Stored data
++++++++
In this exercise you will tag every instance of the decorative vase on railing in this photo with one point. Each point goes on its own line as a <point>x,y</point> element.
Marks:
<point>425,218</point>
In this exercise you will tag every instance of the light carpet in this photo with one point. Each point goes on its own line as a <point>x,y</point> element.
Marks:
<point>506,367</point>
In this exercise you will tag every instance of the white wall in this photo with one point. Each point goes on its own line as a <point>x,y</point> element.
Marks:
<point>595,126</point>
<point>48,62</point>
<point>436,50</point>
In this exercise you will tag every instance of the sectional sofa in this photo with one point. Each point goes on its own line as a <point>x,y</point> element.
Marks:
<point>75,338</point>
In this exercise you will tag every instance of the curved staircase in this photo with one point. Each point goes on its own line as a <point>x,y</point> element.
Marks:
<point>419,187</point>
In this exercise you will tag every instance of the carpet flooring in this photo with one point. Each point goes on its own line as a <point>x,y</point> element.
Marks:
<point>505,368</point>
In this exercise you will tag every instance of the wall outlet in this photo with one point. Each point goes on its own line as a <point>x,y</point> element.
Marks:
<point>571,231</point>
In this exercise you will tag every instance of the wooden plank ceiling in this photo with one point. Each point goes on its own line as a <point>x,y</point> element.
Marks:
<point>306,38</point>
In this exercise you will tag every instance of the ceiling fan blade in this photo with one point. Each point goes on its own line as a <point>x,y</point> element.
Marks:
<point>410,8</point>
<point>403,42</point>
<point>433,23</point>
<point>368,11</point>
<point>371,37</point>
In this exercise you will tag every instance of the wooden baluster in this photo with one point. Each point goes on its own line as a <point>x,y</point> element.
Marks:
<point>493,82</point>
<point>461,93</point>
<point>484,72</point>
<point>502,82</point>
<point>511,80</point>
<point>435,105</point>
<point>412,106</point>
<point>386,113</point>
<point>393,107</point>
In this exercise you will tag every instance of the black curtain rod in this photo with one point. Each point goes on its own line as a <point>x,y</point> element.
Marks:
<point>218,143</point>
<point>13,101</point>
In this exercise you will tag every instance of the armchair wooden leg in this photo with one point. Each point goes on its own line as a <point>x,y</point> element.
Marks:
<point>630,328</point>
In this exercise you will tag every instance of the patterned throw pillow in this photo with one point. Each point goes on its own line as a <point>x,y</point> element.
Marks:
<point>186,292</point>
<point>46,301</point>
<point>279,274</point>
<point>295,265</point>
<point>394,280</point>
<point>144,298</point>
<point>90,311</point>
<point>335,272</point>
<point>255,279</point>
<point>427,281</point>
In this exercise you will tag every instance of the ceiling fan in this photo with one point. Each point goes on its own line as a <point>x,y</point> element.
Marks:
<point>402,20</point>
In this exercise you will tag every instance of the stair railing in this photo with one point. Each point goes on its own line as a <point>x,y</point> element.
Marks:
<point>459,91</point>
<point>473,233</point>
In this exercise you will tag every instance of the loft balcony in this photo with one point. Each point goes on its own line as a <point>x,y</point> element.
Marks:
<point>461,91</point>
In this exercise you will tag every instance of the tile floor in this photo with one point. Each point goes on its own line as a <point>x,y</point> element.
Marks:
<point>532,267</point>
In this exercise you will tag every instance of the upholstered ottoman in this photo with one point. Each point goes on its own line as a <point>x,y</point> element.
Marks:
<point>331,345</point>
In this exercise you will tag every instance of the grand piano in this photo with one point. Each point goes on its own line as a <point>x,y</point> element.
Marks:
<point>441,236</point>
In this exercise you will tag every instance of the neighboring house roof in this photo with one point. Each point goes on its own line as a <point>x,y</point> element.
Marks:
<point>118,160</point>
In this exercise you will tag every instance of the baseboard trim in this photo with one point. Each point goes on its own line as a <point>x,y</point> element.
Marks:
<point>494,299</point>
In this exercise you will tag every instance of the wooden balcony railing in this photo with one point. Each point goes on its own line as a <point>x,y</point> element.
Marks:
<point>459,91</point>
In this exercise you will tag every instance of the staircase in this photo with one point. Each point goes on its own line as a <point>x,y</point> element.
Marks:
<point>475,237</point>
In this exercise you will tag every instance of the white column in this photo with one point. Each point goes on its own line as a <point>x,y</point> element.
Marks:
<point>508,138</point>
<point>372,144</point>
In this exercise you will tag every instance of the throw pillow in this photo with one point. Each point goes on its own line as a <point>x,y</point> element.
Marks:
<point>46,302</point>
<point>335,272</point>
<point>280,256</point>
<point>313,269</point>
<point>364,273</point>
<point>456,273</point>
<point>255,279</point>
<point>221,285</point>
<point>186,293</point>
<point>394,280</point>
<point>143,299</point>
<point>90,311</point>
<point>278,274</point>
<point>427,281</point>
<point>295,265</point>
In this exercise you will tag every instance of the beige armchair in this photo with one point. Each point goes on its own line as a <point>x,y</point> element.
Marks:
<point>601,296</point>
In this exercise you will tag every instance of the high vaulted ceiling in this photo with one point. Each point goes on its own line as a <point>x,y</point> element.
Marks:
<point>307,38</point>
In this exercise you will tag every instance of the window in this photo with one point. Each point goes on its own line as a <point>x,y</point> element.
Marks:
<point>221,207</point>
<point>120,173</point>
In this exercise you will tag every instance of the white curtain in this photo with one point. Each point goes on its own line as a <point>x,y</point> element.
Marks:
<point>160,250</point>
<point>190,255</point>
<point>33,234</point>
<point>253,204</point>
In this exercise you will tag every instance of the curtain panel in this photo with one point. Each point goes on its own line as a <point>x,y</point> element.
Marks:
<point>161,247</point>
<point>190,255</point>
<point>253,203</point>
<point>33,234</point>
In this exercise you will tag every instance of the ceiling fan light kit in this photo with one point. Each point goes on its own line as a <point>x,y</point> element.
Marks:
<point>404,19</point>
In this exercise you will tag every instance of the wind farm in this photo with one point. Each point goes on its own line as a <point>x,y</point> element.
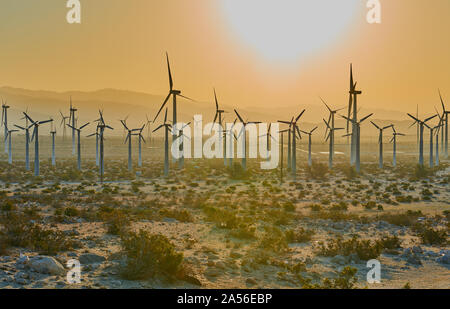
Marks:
<point>284,172</point>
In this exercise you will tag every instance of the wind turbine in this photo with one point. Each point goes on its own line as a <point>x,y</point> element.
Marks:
<point>440,126</point>
<point>218,114</point>
<point>289,158</point>
<point>27,143</point>
<point>380,141</point>
<point>5,121</point>
<point>330,137</point>
<point>295,130</point>
<point>78,130</point>
<point>357,134</point>
<point>309,144</point>
<point>35,136</point>
<point>128,139</point>
<point>244,140</point>
<point>140,139</point>
<point>124,121</point>
<point>97,135</point>
<point>331,119</point>
<point>282,152</point>
<point>147,124</point>
<point>101,127</point>
<point>433,130</point>
<point>63,123</point>
<point>230,134</point>
<point>180,135</point>
<point>8,139</point>
<point>167,127</point>
<point>353,115</point>
<point>421,125</point>
<point>174,93</point>
<point>268,136</point>
<point>53,134</point>
<point>445,114</point>
<point>73,124</point>
<point>394,140</point>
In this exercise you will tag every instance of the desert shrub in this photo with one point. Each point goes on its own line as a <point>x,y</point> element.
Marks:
<point>390,242</point>
<point>346,279</point>
<point>299,235</point>
<point>365,249</point>
<point>421,171</point>
<point>273,240</point>
<point>237,172</point>
<point>18,231</point>
<point>408,218</point>
<point>430,236</point>
<point>7,205</point>
<point>317,170</point>
<point>244,231</point>
<point>71,211</point>
<point>116,221</point>
<point>180,215</point>
<point>149,255</point>
<point>222,217</point>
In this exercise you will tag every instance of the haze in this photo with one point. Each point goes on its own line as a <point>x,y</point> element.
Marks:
<point>121,45</point>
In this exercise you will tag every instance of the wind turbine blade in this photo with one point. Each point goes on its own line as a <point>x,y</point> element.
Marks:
<point>429,118</point>
<point>83,126</point>
<point>239,116</point>
<point>365,117</point>
<point>442,101</point>
<point>326,104</point>
<point>158,128</point>
<point>413,117</point>
<point>162,106</point>
<point>187,98</point>
<point>170,72</point>
<point>375,125</point>
<point>301,114</point>
<point>215,98</point>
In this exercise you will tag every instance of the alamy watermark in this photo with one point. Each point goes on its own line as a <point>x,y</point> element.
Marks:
<point>374,274</point>
<point>373,15</point>
<point>234,140</point>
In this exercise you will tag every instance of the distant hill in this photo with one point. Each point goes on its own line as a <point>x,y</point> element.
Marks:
<point>117,104</point>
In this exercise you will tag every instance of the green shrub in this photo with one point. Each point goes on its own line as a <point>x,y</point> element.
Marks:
<point>365,249</point>
<point>299,235</point>
<point>149,255</point>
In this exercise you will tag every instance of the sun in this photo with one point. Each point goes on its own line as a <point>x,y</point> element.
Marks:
++++++++
* [EXERCISE DETAILS] Repeat the part of the items above that opens with the line containing "In this exercise you will tag every instance of the loft" and closes with the line containing "<point>461,91</point>", both lines included.

* [EXERCISE SOLUTION]
In this exercise you will tag every instance of the loft balcony in this photo with one point. Each point goes on its own line as a <point>x,y</point> element.
Marks:
<point>461,91</point>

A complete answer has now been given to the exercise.